Ce que dit Moïse, c’est que pour être libre, il faut se défaire de la haine. S’ils continuaient à haïr leurs anciens ennemis, Moïse aurait sorti les Israélites d’Égypte, mais il n’aurait pas sorti l’Égypte des Israélites. Mentalement, ils seraient encore là, esclaves du passé. Ils resteraient enchaînés, non par des chaînes de métal mais par des chaînes de l’esprit – et les chaînes de l’esprit sont les plus contraignantes de toutes.

On ne peut pas créer une société libre sur la base de la haine. Ressentiment, rage, humiliation, sentiment d’injustice, désir de restaurer l’honneur en infligeant des blessures à ses anciens persécuteurs – tout cela témoigne d’un profond manque de liberté. Moïse dit qu’il faut vivre avec le passé, mais pas dans le passé. Ceux qui sont prisonniers de la colère contre leurs anciens oppresseurs sont encore captifs. Ceux qui laissent leurs ennemis définir qui ils sont n’ont pas encore atteint la liberté.

Les livres mosaïques font sans cesse référence à l’Exode et à l’impératif du souvenir : « Tu te souviendras que tu as été esclave en Égypte. » Pourtant, jamais ce souvenir n’est invoqué comme raison de haine, de représailles ou de vengeance. Il apparaît toujours dans la logique de la société juste et miséricordieuse que les Israélites ont reçu le commandement de créer : l’ordre alternatif, l’antithèse de l’Égypte. Le message implicite est : limite l’esclavage, du moins pour ton propre peuple. Ne le soumets pas à des travaux forcés. Donne-lui repos et liberté chaque septième jour. Relâche-le chaque septième année. Reconnais-le comme semblable à toi, non ontologiquement inférieur. Nul n’est né pour être esclave.

• [Consigne A]: Dans le texte sur Moïse et la liberté, de quoi faut-il se défaire pour être libre, d'après Moïse ?
• [Consigne B]: Prolongez le texte sur Moïse et la liberté à partir de sa dernière phrase.

• [Données fournies]:
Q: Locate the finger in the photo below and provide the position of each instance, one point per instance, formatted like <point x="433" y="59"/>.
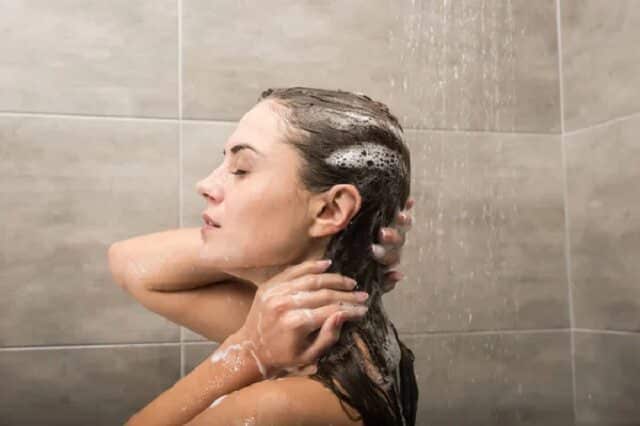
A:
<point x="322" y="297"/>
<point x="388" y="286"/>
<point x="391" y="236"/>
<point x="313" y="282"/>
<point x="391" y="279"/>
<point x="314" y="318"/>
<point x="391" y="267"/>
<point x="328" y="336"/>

* * *

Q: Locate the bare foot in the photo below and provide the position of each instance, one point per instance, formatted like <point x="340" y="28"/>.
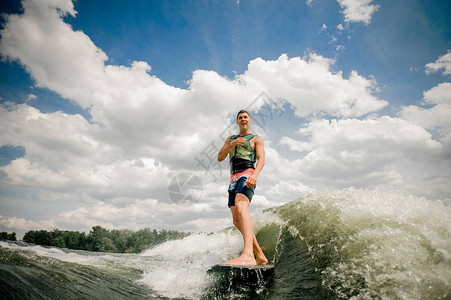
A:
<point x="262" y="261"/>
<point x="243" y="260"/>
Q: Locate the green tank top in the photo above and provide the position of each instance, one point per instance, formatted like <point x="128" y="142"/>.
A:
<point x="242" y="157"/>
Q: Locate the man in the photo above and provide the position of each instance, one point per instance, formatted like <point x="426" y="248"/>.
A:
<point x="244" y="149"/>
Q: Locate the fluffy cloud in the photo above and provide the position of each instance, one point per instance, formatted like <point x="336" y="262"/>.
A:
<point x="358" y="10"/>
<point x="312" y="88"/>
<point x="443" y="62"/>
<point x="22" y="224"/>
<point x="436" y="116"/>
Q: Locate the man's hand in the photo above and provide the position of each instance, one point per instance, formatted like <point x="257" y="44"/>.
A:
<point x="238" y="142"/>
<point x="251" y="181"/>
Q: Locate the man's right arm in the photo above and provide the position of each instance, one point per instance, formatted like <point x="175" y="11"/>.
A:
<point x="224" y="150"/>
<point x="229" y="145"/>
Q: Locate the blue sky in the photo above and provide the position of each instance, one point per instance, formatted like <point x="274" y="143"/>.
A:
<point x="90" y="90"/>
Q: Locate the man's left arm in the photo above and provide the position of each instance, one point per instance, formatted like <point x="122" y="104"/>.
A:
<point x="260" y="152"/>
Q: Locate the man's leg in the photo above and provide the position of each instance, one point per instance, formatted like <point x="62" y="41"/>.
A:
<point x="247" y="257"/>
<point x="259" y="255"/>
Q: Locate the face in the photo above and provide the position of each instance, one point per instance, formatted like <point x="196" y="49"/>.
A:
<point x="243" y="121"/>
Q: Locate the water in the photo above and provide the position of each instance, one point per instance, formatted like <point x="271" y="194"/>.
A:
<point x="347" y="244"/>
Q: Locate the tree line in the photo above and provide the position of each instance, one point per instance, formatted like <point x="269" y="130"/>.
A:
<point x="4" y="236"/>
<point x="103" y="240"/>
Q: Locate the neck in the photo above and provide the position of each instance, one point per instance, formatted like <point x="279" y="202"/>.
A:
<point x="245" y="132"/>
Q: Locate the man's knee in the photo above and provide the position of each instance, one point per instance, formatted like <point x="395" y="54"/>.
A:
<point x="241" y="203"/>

• [Résultat attendu A]: Il faut se défaire de la haine.

• [Résultat attendu B]:
Donne généreusement au pauvre. Laisse-le manger des restes de la moisson. Laisse-lui un coin du champ. Partage tes bénédictions avec les autres. Ne prive pas les gens de leur subsistance. Toute la structure de la loi biblique est enracinée dans l’expérience de l’esclavage en Égypte, comme pour dire : tu sais dans ton cœur ce que cela fait d’être victime de persécution, donc ne persécute pas les autres.

L’éthique biblique repose sur des actes répétés d’inversion des rôles, utilisant la mémoire comme une force morale. Dans les livres de Chémot et Dévarim, il nous est ordonné d’utiliser la mémoire non pour entretenir la haine mais pour la vaincre en nous rappelant ce que cela fait d’en être la victime. « Souviens-toi » – non pas pour vivre dans le passé, mais pour empêcher la répétition du passé.

Ce n’est qu’ainsi que nous pouvons comprendre un détail autrement inexplicable dans le récit même de l’Exode. Lors de la première rencontre de Moïse avec D.ieu au Buisson ardent, il reçoit la mission de faire sortir le peuple vers la liberté. D.ieu ajoute une remarque étrange :

« Je ferai en sorte que les Égyptiens soient bien disposés envers ce peuple, de sorte que, lorsque vous partirez, vous ne partirez pas les mains vides. Chaque femme demandera à sa voisine et à toute femme demeurant dans sa maison des objets d’argent et d’or ainsi que des vêtements, que vous mettrez sur vos fils et vos filles. »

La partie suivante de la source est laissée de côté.